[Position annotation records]
※ ※ ※
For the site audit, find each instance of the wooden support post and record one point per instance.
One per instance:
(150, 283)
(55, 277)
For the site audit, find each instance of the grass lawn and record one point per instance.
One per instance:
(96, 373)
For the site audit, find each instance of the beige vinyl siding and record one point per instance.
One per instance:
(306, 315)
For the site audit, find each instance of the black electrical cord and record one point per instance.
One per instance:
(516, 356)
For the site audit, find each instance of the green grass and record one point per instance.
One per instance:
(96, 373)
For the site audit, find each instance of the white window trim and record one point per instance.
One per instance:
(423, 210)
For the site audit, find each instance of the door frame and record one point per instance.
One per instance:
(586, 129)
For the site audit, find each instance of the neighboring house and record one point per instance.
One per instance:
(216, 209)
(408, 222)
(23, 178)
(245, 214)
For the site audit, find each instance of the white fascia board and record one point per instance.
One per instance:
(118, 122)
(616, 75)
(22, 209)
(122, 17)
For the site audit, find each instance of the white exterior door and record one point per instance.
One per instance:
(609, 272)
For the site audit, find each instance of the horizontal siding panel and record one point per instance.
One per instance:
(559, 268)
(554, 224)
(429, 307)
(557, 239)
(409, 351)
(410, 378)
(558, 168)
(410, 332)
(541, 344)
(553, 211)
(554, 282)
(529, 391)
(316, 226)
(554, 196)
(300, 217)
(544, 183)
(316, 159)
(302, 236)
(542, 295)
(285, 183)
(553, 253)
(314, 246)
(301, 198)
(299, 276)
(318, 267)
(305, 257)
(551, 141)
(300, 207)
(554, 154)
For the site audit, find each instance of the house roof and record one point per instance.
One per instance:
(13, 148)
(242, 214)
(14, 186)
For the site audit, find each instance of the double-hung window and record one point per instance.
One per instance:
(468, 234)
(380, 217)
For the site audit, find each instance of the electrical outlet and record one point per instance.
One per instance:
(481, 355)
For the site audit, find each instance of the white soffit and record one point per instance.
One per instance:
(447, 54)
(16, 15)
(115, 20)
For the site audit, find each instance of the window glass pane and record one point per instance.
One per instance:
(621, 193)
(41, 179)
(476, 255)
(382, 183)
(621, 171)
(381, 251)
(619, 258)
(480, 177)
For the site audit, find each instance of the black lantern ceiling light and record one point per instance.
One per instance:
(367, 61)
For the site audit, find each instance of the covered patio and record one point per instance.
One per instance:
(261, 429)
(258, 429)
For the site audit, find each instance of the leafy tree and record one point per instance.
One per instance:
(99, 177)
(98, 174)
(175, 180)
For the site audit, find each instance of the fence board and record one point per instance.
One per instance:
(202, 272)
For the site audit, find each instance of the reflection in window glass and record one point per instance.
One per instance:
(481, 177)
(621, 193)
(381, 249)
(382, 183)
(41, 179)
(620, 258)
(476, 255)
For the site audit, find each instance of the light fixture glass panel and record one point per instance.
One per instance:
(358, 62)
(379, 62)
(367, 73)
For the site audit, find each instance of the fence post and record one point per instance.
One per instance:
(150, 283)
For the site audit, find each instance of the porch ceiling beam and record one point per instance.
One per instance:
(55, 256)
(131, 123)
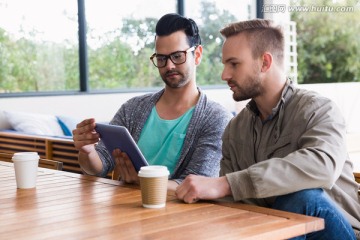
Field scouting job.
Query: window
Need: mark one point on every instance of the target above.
(38, 47)
(39, 43)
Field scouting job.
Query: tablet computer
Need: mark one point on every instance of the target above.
(114, 136)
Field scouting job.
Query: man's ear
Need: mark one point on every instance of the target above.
(266, 62)
(198, 55)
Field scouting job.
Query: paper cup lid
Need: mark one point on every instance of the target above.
(25, 156)
(153, 171)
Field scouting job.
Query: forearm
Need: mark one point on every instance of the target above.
(90, 163)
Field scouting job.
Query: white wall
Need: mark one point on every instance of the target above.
(101, 106)
(104, 106)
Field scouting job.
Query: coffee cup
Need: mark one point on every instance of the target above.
(153, 184)
(26, 167)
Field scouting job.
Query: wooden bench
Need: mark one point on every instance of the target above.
(56, 149)
(44, 163)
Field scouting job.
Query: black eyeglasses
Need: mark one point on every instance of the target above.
(179, 57)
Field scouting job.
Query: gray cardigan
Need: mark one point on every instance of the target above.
(201, 152)
(301, 146)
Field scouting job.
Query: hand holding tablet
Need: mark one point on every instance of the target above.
(119, 137)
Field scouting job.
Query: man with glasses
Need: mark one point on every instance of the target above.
(178, 127)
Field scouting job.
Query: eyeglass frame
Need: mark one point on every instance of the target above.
(193, 48)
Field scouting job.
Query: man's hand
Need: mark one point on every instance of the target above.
(85, 136)
(124, 168)
(194, 188)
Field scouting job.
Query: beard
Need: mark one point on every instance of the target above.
(178, 81)
(252, 88)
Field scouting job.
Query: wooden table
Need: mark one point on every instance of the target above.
(72, 206)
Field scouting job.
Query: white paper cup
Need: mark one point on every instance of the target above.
(26, 167)
(153, 184)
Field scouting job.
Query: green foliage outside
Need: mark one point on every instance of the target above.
(328, 45)
(328, 42)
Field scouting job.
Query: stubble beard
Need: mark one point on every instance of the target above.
(176, 83)
(251, 89)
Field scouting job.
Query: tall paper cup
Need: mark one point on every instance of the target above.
(153, 184)
(26, 166)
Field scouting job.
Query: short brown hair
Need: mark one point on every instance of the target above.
(263, 36)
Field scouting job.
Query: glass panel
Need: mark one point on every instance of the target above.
(211, 16)
(121, 40)
(38, 46)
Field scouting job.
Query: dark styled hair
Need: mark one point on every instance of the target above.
(264, 35)
(173, 22)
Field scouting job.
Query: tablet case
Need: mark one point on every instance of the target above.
(114, 136)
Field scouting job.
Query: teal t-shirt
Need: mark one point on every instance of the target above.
(161, 140)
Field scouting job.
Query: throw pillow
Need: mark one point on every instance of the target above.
(30, 123)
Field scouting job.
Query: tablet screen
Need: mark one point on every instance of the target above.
(114, 137)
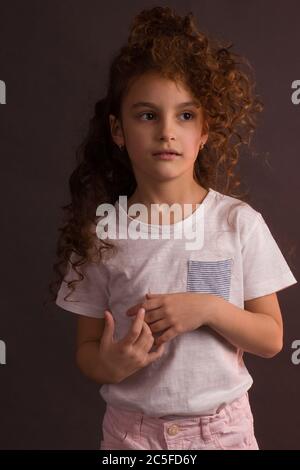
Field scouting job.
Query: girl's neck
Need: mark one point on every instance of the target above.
(194, 196)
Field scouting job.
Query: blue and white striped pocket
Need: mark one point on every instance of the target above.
(210, 277)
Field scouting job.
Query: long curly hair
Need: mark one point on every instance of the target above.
(159, 40)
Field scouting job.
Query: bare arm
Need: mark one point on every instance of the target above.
(257, 330)
(89, 333)
(105, 360)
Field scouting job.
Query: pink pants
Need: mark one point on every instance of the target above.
(231, 428)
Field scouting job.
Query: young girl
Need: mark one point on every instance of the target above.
(166, 311)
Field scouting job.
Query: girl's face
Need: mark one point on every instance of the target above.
(155, 117)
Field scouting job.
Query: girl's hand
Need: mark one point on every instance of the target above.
(176, 312)
(132, 352)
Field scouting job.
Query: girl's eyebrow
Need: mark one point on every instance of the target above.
(152, 105)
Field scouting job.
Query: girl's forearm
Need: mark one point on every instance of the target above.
(257, 333)
(92, 366)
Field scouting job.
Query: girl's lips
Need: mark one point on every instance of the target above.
(166, 156)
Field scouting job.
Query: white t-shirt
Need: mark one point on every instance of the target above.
(236, 257)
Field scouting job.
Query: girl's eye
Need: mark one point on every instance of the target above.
(186, 112)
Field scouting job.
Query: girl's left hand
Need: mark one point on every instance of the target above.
(176, 312)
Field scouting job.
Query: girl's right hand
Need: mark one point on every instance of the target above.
(131, 353)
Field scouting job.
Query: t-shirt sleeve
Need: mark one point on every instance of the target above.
(265, 269)
(90, 297)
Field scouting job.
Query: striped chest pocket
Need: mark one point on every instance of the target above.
(210, 277)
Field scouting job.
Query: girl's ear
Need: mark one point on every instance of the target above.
(116, 130)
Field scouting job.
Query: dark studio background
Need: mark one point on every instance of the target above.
(54, 58)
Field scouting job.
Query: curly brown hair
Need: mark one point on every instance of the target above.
(159, 40)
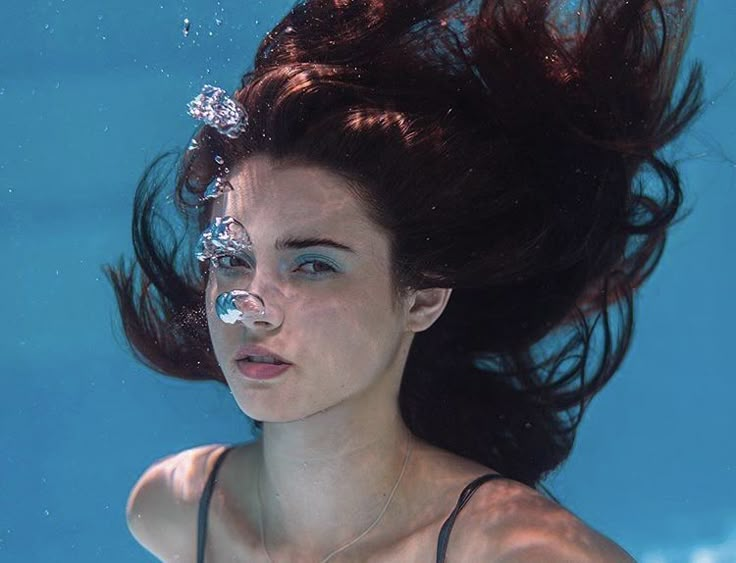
※ ※ ※
Exercise goal
Count the lines in the items above that contain the string “curly”, with uppercase and lowercase treated as different. Reply with the number alone.

The solution
2